▸ **Exercise 1**:
Answer these about the Ph.D. advice text:
(a) How many benefits of discussing your work does it claim, at minimum?
(b) From whom did the writer first hear the idea of leading two projects?
(c) What did most of the writer's collaborators and friends in the department favor?
▸ **Exercise 2**: Reproduce part of the Ph.D. advice text word for word. Begin at the words "When I mention" and stop after "about your field.".
▸ **Exercise 3**: Pick up the Ph.D. advice text after its last sentence and continue it.

▸ **Extract to read**:
7. Talk about your work.

Early in my Ph.D., I did not particularly enjoy talking about my work, partially because I felt I was still early in my path and I was worried that my ideas would sound too simple or naive. This was a mistake. You should always talk about your work and even more importantly your work in progress. Discussing your work can bring at least three benefits. Like writing, it forces you to flesh out your ideas more, spot flaws in your thinking process, and refine your ideas. Second, it makes you a better communicator. As you talk to more people about your work, you start to learn how to explain concepts, what examples to cite to support your argument, and what analogies to use. This in turn will reflect on both your writing and presentation skills, making you a better researcher overall. Lastly and as a bonus, the feedback you get may be very helpful. In fact, the idea I got for my first conference paper as a Ph.D. student was during a discussion with a well-known researcher in my area.

When I mention “talking with people,” I don’t necessarily mean individuals who are experts in your field. In fact, engaging in conversations with people from diverse backgrounds can provide entirely novel perspectives. Inspiration does not abide by rules and it can easily evolve from conversations from people who know nothing about your field.

8. Lead more than one project at a time.

Now I realize this advice may be a bit controversial. I asked many of my collaborators and my friends in the department about this strategy and I have to say that the majority favored leading only one project at a time. After trying both strategies, I am absolutely in favor of leading more than one project, precisely two. I first encountered this idea when I was talking to Lili Mou, one of the best mentors I ever met. Lili argued that you should pick two projects: one project is ambitious, with a high-risk, high-reward nature, and another project is easier with a “low-hanging fruit” flavor. If your ambitious project did not work out, you can still publish your other project and make progress toward your Ph.D. If it worked out, then you can then publish two projects, one of which is a strong contribution to an important problem. While working on a single project can indeed generate more focus on that single project, the downsides are many. First, it is easy to feel down when you are stuck since that project is all you have going on. Second, you can spend (or rather waste) a lot of time waiting for experiments to finish running because you have nothing else to work on. When working on two projects, if you are stuck on one project, you move to the other; there is always something to do and you do not feel bored at all.

▸ **Exercise data**:
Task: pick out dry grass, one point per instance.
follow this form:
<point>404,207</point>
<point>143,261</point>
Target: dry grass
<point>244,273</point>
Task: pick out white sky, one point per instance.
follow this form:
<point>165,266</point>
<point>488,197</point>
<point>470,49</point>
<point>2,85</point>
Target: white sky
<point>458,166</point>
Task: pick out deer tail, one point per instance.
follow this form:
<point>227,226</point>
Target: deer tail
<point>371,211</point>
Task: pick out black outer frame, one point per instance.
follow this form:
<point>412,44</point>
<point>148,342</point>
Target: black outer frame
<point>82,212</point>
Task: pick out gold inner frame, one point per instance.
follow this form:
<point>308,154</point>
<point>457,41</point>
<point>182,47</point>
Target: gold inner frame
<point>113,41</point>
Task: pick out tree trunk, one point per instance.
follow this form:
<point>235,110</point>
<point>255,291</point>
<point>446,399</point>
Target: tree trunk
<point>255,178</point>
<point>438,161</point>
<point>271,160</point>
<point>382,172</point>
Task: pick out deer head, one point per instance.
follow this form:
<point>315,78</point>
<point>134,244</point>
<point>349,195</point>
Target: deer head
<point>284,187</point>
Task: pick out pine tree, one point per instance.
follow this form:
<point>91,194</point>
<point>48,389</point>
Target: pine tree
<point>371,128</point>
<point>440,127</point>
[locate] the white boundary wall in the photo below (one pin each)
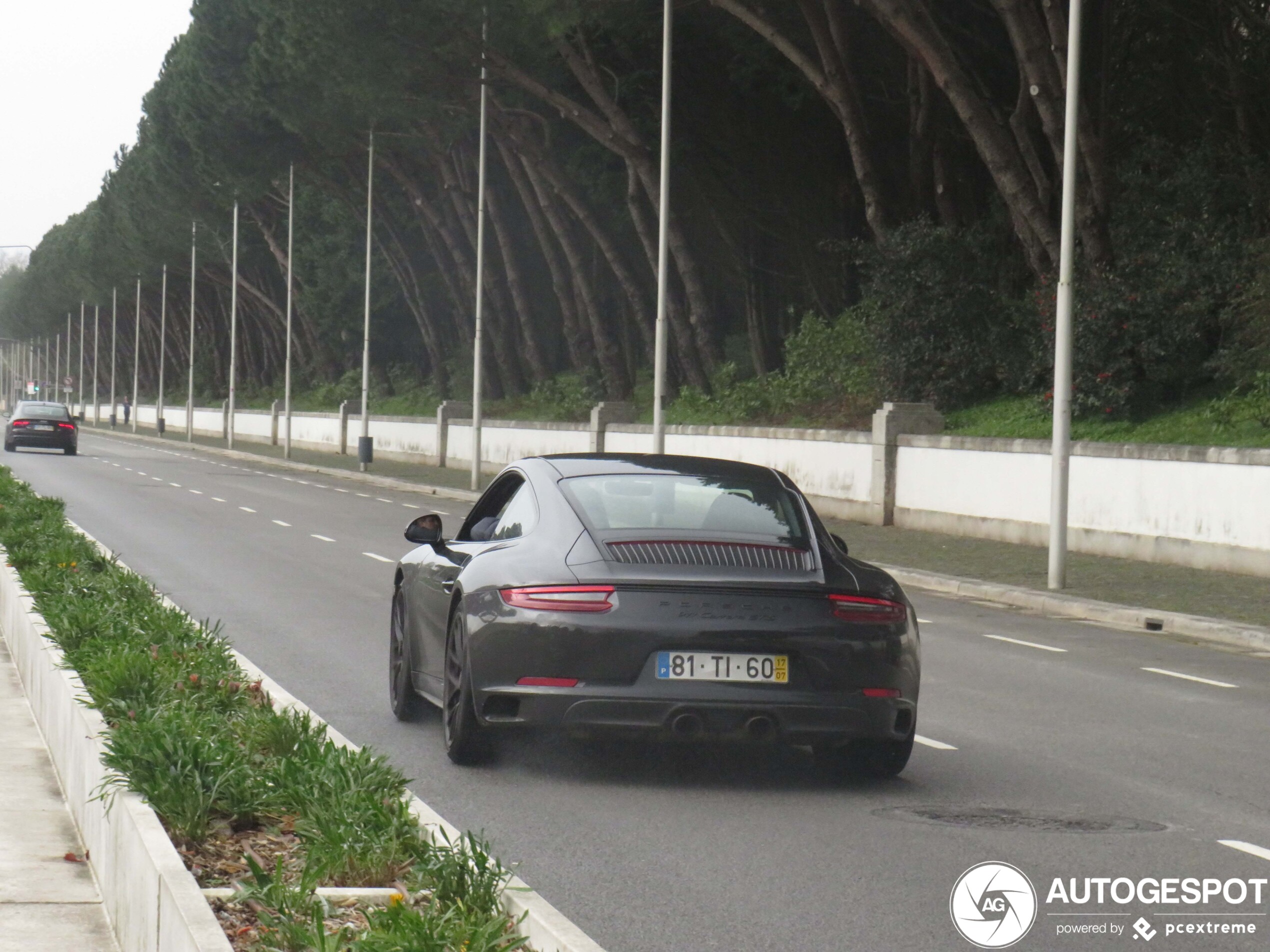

▸ **Exercise response 1**:
(a) At least three.
(b) Lili Mou.
(c) Leading only one project at a time.

▸ **Exercise response 2**:
When I mention “talking with people,” I don’t necessarily mean individuals who are experts in your field. In fact, engaging in conversations with people from diverse backgrounds can provide entirely novel perspectives. Inspiration does not abide by rules and it can easily evolve from conversations from people who know nothing about your field.

▸ **Exercise response 3**:
Now I will share with you two tricks that I learned in my second year that will make working on two projects super fun and super easy. The first trick is to work on two projects that are fairly related. This way, you can minimize implementation time by reusing code from one project into the other. That is exactly what I did last year: I was even able to repurpose a full piece of training code in one project for evaluation in the other project. The second trick is one I got from Cal Newport, which is to work on only one project per day. I achieved this by assigning each day in my week to a project while taking meeting times into consideration. This serves to minimize the danger of context-switching between the two projects. Ultimately, we are all different people and what works best for me may not work best for you. However, I recommend you try this for at least a semester and see how well it works for you.

Conclusion:

This article offered the main insights I gained over the first two years of my Ph.D. I hope you will find them useful, regardless of whether you’re still beginning your journey or preparing to graduate. While I have talked to people who told me that their Ph.D. was a terrible time, I have talked to many others who believe that their Ph.D. years were the best time of their life. Ultimately, I think it is about both your attitude towards the process as mentioned in Lesson #1, and your day-to-day habits.